(What you are asked to do): Write what comes next in the aviation forum thread about cockpit oxygen bottles and the ELT, starting after its last post.

(Document excerpt):

Originally Posted by F4E Mx (Post 1604950)
There is no guarantee at all that the oxygen bottles in the cockpit were serviced with 'aviators breathing oxygen' which is 100 percent oxygen. They may have been serviced with 'compressed breathing air' used by firefighters and rescue personnel. It has happened at least once which resulted in a fatal accident.

? Huh?? You busting stones? Because if you are that is both well played and funny.

forgot to bid 03-18-2014 10:20 AM

Alright, I have to ask this again about the ELT. Wouldn't a B777 in 2014 have a 406mhz ELT on it?

If it crashed then the ELT would have been activated by impact and within a minute an encoded digital message to a satelite saying the ELT's ID/aircraft ID, country code and coordinates. I've seen it work.

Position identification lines

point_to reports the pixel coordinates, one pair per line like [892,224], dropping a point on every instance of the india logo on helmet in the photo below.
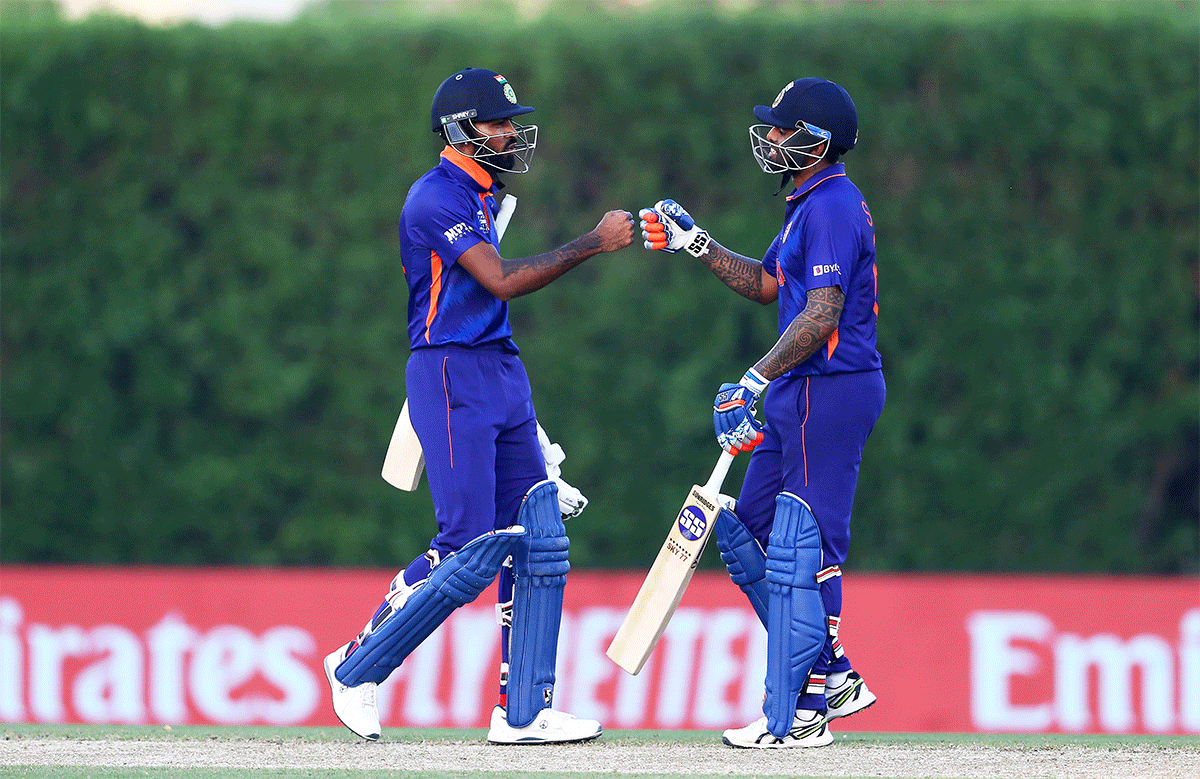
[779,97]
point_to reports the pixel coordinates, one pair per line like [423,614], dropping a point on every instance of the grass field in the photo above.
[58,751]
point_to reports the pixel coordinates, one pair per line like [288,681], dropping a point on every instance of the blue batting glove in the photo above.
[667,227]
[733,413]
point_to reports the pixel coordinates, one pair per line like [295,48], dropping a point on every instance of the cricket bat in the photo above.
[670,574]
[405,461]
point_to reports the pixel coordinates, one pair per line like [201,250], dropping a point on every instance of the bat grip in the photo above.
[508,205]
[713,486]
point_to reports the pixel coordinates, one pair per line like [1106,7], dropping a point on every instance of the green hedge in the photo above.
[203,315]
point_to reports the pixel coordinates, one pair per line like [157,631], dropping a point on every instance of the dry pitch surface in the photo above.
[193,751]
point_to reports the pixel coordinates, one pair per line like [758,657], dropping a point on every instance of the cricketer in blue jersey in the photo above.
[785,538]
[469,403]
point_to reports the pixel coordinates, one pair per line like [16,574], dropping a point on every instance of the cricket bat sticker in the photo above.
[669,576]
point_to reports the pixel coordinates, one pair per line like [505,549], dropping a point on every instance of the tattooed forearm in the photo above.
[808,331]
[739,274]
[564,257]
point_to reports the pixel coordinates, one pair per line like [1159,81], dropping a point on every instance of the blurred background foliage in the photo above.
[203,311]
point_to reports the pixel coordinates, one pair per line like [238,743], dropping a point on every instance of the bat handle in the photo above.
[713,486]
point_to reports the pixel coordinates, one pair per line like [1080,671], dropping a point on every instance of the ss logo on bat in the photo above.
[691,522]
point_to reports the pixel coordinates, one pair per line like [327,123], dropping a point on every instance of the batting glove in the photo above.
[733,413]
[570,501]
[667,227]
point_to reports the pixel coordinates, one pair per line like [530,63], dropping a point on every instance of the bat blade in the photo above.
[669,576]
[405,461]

(Result of the exercise):
chi05 03-18-2014 10:22 AM

I just have a hard time believing that there could be a fire severe enough to incapacitate the crew and cause the transponder to fail, but yet the aircraft continues to fly for five hours afterwards. And how could a fire cause only part of the ACARS system to fail?

Considering what little information we do know, a deliberate act by someone seems more likely than some sort of catastrophic failure. My guess is they may never find the aircraft and we may never know the answer. It took two years to find most of the Air France wreckage and they had a much better idea of where to look.

F4E Mx 03-18-2014 10:56 AM

Actually it is neither well-played or funny. The aircraft was a Cessna 337D, N2685S, that crashed on 4/1/1997. The FBO had requested that an industrial gas supplier set up a servicing unit. The gas company agent was used to dealing with fire departments and checked the wrong box, even though his company could have supplied aviators breathing oxygen. The bottles on the servicing dolly were painted a dark green, not the apple green used for oxygen bottles. After the accident several pressurized turboprop and turbojet were grounded until their bottles could be correctly serviced.

EasternATC 03-18-2014 11:06 AM


Originally Posted by forgot to bid (Post 1604966)
Alright, I have to ask this again about the ELT. Wouldn't a B777 in 2014 have a 406mhz ELT on it?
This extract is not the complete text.